JOB:
Using the announcement below about Jennifer Campeau, answer the following:
(a) In which program did she complete her bachelor's degree?
(b) On what dates will she return to Lethbridge?
(c) What role will she hold, and for which program?

— start of TEXT SHOWN —

Saskatoon Fairview MLA Jennifer Campeau, who completed a bachelor’s degree in the First Nations Governance program in the University of Lethbridge’s Dhillon School of Business, will be back in Lethbridge Jan. 26 to 30, 2015 to share her expertise with students and youth.
"We are delighted and honoured that one of our graduates, the Honourable Minister Jennifer Campeau, is returning to the University of Lethbridge to serve as the inaugural Executive In Residence for our Scotiabank First Nations, Métis, and Inuit Mentors Program,” says Dhillon School of Business Dean Dr. Bob Ellis. “Her leadership and dedication to public service make her an inspiration for our students and the entire community. We wish to express our deep appreciation to Scotiabank for supporting this wonderful initiative.”

— end of TEXT SHOWN —
— start of DATA SECTION —

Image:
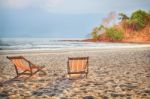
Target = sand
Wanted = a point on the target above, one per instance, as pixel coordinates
(122, 73)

— end of DATA SECTION —

EXPECTED OUTPUT:
(a) The First Nations Governance program in the University of Lethbridge's Dhillon School of Business.
(b) Jan. 26 to 30, 2015.
(c) Inaugural Executive In Residence for the Scotiabank First Nations, Métis, and Inuit Mentors Program.